DOCUMENT SEGMENT ▸
Saturday, May 19, 2007

Down With Beer Tax

As you probably know, I am a lover of beer, and a hater of taxes. Our elected Representatives in D.C. are considering lowering the tax on beer. I'll drink to that!

The Llamabutchers had a recent post about this, with a nifty link to a prepared, and editable (heh heh heh), 'take action' message.

Here is what I sent, courtesy of these dunderheads:

I am writing to ask that you accept co-sponsorship of H.R. 1610, a beer-industry bill that would responsibly slash beer taxes by half. I urge you to support the beer lobby and reject any increase in all alcohol excise taxes which would waste money on liberal healthcare programs.

Reducing taxes on alcoholic beverages is good fiscal and public health policy. Lower alcohol taxes would necessarily enrich an already prosperous industry, subtract from the deficit, punish and discourage heavy drinking, and repel fewer young drinkers. Beer taxes are already too high. Federal taxes on beer have been raised only once (1991) since Harry Truman was president. That's the way we like it. Today's tax rate is less than 30% of what it would be had it only kept up with inflation since his presidency. Let's keep it that way. Any way one looks at it--as a percentage of retail sales, retail prices, GDP, international standards--beer taxes are low. Given the tiny toll of the nation's existing alcohol-related public health and safety problems, why should Congress not add a tax cut to the free ride the beer industry has enjoyed for so long? If anything, beer and other alcohol excise taxes should be decreased instead.

1) Current federal and state taxes on alcoholic beverages come close to offsetting the huge public health and safety costs of alcohol consumption-- estimated by socialist retards at $184 billion per year, including $62 billion per year for the costs of underage drinking alone.

ACTIVITY ▸ Can you copy the entire beer tax post word for word?

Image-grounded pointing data
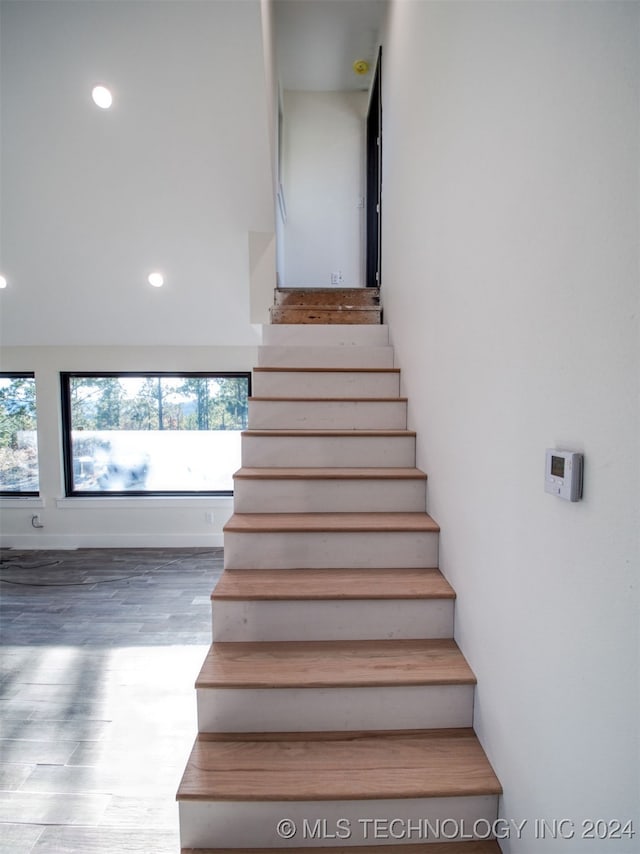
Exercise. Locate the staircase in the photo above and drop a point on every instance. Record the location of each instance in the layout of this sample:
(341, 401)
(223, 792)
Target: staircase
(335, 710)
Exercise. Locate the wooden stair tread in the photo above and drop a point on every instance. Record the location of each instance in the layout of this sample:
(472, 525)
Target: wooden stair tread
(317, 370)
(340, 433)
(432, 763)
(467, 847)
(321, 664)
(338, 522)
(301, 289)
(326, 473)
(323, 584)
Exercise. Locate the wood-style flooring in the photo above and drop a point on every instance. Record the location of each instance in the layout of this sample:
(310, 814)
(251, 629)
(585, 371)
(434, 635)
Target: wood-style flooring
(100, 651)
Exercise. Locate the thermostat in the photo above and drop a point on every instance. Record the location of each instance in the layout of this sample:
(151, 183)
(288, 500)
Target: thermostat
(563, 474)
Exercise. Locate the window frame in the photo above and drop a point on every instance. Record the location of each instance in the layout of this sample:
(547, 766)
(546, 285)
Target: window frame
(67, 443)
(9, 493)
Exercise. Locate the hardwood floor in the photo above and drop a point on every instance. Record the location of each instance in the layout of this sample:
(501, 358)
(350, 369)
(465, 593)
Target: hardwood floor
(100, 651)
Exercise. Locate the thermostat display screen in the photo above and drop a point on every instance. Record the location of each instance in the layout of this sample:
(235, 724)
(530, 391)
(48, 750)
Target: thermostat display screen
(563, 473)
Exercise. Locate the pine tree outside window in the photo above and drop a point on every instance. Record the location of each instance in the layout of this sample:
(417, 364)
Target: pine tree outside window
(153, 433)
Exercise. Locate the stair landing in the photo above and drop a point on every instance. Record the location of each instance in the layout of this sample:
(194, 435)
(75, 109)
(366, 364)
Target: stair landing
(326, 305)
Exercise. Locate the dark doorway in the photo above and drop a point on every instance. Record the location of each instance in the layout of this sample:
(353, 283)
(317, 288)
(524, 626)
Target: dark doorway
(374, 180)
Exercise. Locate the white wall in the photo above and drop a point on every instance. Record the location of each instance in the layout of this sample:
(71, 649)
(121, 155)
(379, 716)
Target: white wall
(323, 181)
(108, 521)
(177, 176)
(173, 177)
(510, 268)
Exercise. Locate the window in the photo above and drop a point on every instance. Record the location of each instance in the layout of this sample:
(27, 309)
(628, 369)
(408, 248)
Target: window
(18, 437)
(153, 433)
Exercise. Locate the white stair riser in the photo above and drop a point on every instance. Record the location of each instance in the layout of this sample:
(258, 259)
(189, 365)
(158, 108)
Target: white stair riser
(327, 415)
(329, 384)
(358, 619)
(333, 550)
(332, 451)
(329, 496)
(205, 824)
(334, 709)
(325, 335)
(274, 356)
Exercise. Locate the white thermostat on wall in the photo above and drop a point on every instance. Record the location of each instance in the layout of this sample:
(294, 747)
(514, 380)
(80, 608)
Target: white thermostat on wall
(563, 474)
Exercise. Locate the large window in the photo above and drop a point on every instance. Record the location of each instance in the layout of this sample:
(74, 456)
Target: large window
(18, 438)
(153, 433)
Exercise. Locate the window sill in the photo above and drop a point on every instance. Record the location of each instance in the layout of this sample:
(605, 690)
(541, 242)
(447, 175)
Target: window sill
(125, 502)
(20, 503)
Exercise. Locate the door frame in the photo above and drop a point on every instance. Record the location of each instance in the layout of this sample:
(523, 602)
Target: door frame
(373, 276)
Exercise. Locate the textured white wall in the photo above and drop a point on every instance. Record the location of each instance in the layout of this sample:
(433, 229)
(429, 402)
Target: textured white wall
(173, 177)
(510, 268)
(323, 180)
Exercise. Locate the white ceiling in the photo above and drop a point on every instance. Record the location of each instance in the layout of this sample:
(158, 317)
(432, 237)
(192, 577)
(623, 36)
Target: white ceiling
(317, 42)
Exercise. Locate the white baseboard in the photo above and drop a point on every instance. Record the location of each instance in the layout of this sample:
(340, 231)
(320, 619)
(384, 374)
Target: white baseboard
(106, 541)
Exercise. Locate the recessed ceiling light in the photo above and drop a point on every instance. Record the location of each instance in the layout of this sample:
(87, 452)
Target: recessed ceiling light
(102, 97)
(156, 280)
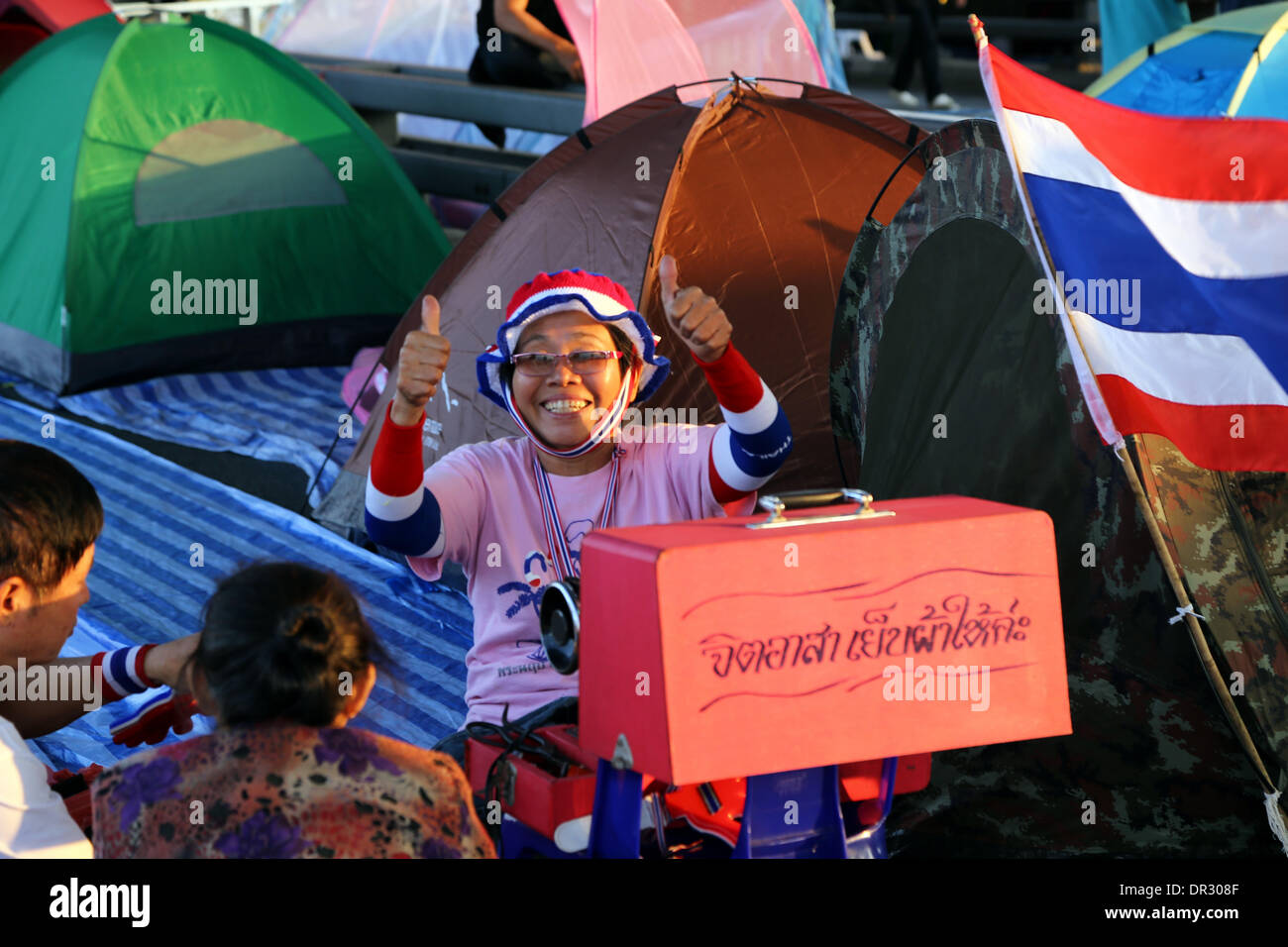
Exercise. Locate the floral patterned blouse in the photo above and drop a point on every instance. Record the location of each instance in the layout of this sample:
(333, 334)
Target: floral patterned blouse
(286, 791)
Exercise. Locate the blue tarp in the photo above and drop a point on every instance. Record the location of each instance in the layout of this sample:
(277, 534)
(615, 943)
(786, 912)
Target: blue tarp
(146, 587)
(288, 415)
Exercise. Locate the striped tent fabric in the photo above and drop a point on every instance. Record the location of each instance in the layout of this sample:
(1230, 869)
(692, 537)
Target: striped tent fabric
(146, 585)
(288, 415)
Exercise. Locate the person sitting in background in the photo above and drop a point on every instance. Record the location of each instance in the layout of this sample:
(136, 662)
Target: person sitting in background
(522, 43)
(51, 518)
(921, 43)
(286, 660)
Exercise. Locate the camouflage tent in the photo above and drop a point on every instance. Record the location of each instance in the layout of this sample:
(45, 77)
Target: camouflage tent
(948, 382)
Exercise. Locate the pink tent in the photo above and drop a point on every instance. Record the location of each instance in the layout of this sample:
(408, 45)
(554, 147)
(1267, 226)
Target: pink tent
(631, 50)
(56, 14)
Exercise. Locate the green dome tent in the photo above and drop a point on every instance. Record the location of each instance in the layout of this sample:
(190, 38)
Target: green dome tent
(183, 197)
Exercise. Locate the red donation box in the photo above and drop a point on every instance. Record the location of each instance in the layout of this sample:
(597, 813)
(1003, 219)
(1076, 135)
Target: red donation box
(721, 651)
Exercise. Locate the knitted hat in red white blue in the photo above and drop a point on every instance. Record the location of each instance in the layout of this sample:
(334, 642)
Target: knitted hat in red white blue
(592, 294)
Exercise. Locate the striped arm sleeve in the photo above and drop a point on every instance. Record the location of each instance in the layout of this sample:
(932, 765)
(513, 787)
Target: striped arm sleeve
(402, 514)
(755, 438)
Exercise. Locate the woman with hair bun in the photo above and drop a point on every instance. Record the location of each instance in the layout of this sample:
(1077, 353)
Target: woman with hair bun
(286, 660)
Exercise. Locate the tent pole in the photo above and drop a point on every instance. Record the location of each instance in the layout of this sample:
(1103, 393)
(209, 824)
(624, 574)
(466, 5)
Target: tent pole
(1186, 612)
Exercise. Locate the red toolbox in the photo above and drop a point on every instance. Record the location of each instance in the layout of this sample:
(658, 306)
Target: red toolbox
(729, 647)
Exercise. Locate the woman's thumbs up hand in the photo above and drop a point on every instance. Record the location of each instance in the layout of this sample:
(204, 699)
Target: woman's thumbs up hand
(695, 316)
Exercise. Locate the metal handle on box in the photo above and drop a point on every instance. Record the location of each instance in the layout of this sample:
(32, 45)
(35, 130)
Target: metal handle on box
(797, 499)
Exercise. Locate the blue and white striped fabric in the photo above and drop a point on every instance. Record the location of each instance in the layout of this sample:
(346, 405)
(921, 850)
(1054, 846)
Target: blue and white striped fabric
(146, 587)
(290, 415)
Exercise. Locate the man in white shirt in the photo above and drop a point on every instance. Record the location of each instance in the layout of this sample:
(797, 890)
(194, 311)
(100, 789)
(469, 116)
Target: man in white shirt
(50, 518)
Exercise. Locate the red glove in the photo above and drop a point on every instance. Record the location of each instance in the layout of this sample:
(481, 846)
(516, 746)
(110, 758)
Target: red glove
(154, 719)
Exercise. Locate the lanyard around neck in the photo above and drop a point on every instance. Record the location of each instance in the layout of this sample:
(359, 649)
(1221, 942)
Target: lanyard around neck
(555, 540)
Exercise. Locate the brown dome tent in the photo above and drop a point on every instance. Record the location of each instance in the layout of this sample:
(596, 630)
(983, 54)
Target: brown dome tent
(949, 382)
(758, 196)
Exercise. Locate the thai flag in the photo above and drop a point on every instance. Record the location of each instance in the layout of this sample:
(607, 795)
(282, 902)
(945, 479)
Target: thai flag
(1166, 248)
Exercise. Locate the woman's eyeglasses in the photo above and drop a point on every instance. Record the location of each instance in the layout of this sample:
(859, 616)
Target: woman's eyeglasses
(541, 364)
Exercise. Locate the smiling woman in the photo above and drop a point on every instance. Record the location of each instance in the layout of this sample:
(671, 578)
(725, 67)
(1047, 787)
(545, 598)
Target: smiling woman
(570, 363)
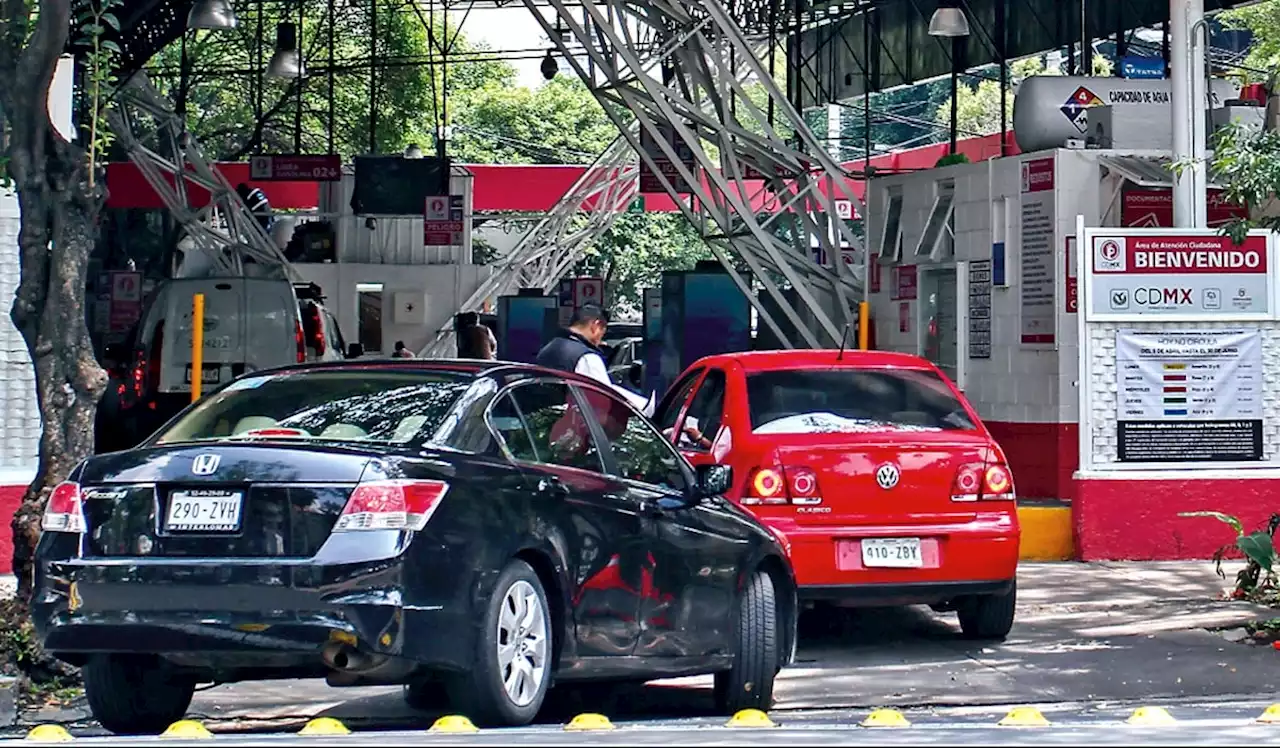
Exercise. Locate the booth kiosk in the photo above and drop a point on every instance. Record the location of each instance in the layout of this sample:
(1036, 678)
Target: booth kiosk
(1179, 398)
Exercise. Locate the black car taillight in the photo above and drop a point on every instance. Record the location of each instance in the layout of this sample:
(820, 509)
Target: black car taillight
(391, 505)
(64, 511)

RESULT BELOW ▸
Saturday, May 19, 2007

Down With Beer Tax

As you probably know, I am a lover of beer, and a hater of taxes. Our elected Representatives in D.C. are considering lowering the tax on beer. I'll drink to that!

The Llamabutchers had a recent post about this, with a nifty link to a prepared, and editable (heh heh heh), 'take action' message.

Here is what I sent, courtesy of these dunderheads:

I am writing to ask that you accept co-sponsorship of H.R. 1610, a beer-industry bill that would responsibly slash beer taxes by half. I urge you to support the beer lobby and reject any increase in all alcohol excise taxes which would waste money on liberal healthcare programs.

Reducing taxes on alcoholic beverages is good fiscal and public health policy. Lower alcohol taxes would necessarily enrich an already prosperous industry, subtract from the deficit, punish and discourage heavy drinking, and repel fewer young drinkers. Beer taxes are already too high. Federal taxes on beer have been raised only once (1991) since Harry Truman was president. That's the way we like it. Today's tax rate is less than 30% of what it would be had it only kept up with inflation since his presidency. Let's keep it that way. Any way one looks at it--as a percentage of retail sales, retail prices, GDP, international standards--beer taxes are low. Given the tiny toll of the nation's existing alcohol-related public health and safety problems, why should Congress not add a tax cut to the free ride the beer industry has enjoyed for so long? If anything, beer and other alcohol excise taxes should be decreased instead.

1) Current federal and state taxes on alcoholic beverages come close to offsetting the huge public health and safety costs of alcohol consumption-- estimated by socialist retards at $184 billion per year, including $62 billion per year for the costs of underage drinking alone.